Provided text
++++++++++
PROBLEM STATEMENT Existing and pending state and federal regulations require significant reductions in pollution from stormwater runoff from all urban settings including drainage from highways and bridge decks. In developing the draft Eastern Washington Stormwater manual (Ecology 2003), it became clear that many Best Management Practices (BMPs) for controlling stormwater runoff treatment and flow control were based on model predictions developed for warm-weather climates subject to summertime thunderstorms and other rainfall events. In the Pacific Northwest, this is generally not the case as most runoff is generated because of rain-on-snow events or during fall months after a prolonged dry season. Furthermore, cold climates can also present additional challenges to the selection, design, and maintenance of stormwater treatment BMPs due to cold temperatures, deep frost lines, short growing seasons, and significant snowfall (SMRC, 2003). Regions that have average daily maximum temperatures of 35 degrees or less during January, and which have a growing season less than 120 days, are especially vulnerable to the effects of cold weather. These cold weather conditions exist in many parts of eastern Washington and the Cascades and are therefore important design concerns.
++++++++++
Given information
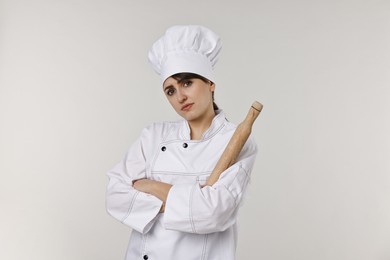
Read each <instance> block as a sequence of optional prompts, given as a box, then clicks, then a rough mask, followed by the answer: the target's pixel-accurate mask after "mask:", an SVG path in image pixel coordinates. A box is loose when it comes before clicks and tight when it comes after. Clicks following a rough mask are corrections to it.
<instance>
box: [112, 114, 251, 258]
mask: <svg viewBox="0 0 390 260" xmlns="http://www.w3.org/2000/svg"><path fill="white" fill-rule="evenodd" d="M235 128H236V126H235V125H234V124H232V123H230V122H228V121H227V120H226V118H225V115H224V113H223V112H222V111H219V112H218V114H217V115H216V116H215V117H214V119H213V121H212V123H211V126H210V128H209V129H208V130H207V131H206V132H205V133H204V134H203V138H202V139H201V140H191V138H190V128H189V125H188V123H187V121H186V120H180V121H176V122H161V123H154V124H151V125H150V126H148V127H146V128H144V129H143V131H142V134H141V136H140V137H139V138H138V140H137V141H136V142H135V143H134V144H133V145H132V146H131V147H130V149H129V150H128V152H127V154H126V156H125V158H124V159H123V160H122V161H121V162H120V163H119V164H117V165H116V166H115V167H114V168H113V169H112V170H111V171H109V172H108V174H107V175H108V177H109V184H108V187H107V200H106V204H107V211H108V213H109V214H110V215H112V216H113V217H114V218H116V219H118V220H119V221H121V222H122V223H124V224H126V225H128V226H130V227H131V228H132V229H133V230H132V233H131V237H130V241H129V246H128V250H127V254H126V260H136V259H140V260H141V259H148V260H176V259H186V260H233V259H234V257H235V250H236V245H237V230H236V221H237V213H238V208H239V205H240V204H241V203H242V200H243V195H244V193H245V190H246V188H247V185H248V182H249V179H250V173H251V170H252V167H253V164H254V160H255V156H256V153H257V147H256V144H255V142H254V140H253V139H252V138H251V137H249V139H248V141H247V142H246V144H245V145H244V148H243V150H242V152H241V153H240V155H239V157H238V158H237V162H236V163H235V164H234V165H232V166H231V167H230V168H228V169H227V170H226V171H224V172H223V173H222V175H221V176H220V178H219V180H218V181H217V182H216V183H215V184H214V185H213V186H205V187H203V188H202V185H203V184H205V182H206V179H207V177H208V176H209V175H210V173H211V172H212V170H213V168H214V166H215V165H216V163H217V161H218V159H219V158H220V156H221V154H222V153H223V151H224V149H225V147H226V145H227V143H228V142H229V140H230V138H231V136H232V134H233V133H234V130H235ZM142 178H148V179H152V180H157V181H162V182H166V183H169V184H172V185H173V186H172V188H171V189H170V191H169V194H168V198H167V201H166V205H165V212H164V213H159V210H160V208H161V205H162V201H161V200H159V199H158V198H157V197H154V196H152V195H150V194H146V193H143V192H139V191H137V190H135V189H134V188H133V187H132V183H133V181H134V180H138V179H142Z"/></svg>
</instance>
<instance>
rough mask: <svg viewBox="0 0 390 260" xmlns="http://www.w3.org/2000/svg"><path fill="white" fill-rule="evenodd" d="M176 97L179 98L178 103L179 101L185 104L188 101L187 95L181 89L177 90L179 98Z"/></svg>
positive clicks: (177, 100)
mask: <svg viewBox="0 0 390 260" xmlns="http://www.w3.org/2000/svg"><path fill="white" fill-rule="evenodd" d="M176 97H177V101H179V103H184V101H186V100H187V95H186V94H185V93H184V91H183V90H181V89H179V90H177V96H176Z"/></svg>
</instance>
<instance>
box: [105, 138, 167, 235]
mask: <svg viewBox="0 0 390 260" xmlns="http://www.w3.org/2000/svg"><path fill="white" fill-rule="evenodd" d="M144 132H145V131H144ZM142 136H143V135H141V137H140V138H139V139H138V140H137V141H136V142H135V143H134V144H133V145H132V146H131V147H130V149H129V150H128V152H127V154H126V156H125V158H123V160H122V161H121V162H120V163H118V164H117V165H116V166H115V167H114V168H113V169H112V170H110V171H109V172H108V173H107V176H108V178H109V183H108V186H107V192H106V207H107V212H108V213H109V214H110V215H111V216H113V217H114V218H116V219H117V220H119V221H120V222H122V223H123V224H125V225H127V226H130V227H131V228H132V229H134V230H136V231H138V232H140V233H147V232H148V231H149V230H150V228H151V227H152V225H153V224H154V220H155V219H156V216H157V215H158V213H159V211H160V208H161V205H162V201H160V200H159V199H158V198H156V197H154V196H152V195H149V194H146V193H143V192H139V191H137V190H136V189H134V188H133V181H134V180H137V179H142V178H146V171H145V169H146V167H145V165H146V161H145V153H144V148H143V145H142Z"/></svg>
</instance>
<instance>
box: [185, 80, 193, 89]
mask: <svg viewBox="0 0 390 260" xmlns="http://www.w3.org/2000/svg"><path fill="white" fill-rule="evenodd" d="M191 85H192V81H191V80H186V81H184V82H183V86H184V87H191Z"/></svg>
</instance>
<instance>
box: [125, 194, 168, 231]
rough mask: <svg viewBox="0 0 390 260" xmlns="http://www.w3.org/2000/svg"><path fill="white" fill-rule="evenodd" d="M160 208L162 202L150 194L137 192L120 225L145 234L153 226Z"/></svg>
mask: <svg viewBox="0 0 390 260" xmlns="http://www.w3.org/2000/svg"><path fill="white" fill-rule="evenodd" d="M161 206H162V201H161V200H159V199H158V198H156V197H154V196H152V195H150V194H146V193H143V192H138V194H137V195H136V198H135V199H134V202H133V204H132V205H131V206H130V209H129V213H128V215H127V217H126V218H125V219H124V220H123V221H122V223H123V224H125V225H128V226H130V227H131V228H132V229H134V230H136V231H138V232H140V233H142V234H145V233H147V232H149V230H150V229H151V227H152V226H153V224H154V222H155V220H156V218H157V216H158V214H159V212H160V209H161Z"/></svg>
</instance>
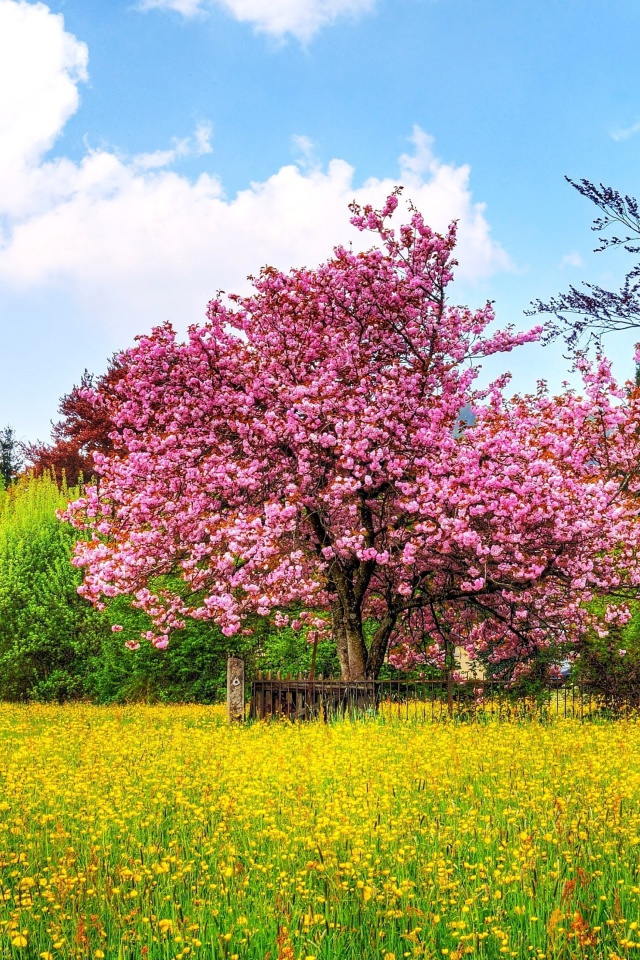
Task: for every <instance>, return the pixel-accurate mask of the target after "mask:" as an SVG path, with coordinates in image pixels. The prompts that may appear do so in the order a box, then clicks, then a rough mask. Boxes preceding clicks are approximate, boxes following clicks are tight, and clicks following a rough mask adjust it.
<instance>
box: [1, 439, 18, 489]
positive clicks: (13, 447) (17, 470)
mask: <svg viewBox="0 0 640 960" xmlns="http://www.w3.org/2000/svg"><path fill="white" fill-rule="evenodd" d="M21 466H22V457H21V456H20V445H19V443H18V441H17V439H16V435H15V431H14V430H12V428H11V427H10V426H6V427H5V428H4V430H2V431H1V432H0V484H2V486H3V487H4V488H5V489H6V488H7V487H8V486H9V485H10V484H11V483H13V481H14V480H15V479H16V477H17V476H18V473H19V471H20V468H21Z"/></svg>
++++++++++
Work to complete
Why does the problem statement treat cold weather conditions as an important design concern in eastern Washington and the Cascades? Answer in one to three sentences.

Result
Many parts of eastern Washington and the Cascades have the conditions that make a region especially vulnerable to cold weather: average daily maximum temperatures of 35 degrees or less in January and a growing season under 120 days. Cold temperatures, deep frost lines, short growing seasons, and significant snowfall make it harder to select, design, and maintain stormwater treatment BMPs.